::: DATA SHOWN :::

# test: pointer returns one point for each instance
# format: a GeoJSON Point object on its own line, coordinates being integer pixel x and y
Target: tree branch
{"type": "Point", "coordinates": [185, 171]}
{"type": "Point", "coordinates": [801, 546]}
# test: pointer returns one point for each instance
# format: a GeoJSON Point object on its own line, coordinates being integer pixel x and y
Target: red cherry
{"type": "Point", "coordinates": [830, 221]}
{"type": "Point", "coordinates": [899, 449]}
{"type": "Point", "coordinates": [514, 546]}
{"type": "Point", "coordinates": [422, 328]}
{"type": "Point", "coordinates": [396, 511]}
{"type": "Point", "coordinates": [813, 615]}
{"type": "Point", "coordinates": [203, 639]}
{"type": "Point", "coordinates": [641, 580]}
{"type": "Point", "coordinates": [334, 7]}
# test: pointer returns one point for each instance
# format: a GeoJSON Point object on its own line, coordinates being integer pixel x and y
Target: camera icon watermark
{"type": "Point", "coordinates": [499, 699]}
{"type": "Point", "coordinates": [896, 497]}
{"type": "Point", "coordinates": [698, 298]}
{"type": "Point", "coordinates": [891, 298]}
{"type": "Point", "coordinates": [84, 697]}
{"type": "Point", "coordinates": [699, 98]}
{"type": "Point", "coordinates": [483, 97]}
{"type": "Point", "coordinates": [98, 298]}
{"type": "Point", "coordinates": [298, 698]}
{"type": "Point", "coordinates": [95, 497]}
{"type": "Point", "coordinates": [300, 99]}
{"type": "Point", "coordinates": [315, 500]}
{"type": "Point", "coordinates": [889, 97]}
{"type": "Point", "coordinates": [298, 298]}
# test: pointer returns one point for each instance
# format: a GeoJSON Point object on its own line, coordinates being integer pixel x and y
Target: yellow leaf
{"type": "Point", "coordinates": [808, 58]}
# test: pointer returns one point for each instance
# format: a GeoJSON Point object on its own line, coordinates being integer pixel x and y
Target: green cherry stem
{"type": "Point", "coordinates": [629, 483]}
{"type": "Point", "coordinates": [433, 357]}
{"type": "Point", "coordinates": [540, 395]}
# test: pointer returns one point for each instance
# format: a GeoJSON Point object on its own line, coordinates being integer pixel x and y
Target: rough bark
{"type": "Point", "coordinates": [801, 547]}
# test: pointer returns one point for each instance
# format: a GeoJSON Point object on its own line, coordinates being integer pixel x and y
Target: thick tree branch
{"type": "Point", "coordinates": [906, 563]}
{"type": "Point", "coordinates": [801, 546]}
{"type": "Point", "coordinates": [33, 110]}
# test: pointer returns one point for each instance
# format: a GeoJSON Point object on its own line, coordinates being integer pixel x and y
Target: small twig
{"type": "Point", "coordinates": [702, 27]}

:::

Every record above should be copied exactly.

# test: pointer returns one point for each instance
# format: a GeoJSON Point object on its own line, coordinates being integer pixel x and y
Target: tree branch
{"type": "Point", "coordinates": [185, 171]}
{"type": "Point", "coordinates": [801, 546]}
# test: pointer returns one point for each instance
# format: a GeoJSON Point object on its own line, coordinates being integer pixel x and y
Target: red cherry
{"type": "Point", "coordinates": [830, 221]}
{"type": "Point", "coordinates": [899, 449]}
{"type": "Point", "coordinates": [514, 546]}
{"type": "Point", "coordinates": [422, 328]}
{"type": "Point", "coordinates": [396, 511]}
{"type": "Point", "coordinates": [813, 615]}
{"type": "Point", "coordinates": [203, 639]}
{"type": "Point", "coordinates": [641, 580]}
{"type": "Point", "coordinates": [334, 7]}
# test: pointer returns one point for each instance
# format: a GeoJSON Point object on its own line, coordinates being integer pixel x and y
Target: camera icon watermark
{"type": "Point", "coordinates": [499, 699]}
{"type": "Point", "coordinates": [896, 497]}
{"type": "Point", "coordinates": [698, 298]}
{"type": "Point", "coordinates": [891, 298]}
{"type": "Point", "coordinates": [84, 697]}
{"type": "Point", "coordinates": [699, 98]}
{"type": "Point", "coordinates": [483, 97]}
{"type": "Point", "coordinates": [98, 298]}
{"type": "Point", "coordinates": [298, 698]}
{"type": "Point", "coordinates": [95, 497]}
{"type": "Point", "coordinates": [300, 99]}
{"type": "Point", "coordinates": [315, 500]}
{"type": "Point", "coordinates": [889, 97]}
{"type": "Point", "coordinates": [298, 298]}
# test: pointer returns one point for each instance
# format: a GeoJSON Point object on its own line, coordinates being integer pixel x and y
Target: yellow leaf
{"type": "Point", "coordinates": [808, 58]}
# test: pointer returns one point for each instance
# format: a GeoJSON Point object on its own line, coordinates being integer pixel x and y
Target: green cherry stem
{"type": "Point", "coordinates": [629, 483]}
{"type": "Point", "coordinates": [433, 357]}
{"type": "Point", "coordinates": [540, 395]}
# test: pointer returns one point for each instance
# format: a GeoJSON Point object on its own line, coordinates being integer pixel x and y
Target: rough bark
{"type": "Point", "coordinates": [801, 547]}
# test: pointer returns one point for each instance
# format: a GeoJSON Point object on its own line, coordinates being integer pixel x and y
Target: thick tree branch
{"type": "Point", "coordinates": [906, 563]}
{"type": "Point", "coordinates": [801, 546]}
{"type": "Point", "coordinates": [33, 110]}
# test: pointer returns one point for each instance
# format: a GeoJSON Point object on its own line, coordinates being integer pixel x and y
Target: small twig
{"type": "Point", "coordinates": [702, 27]}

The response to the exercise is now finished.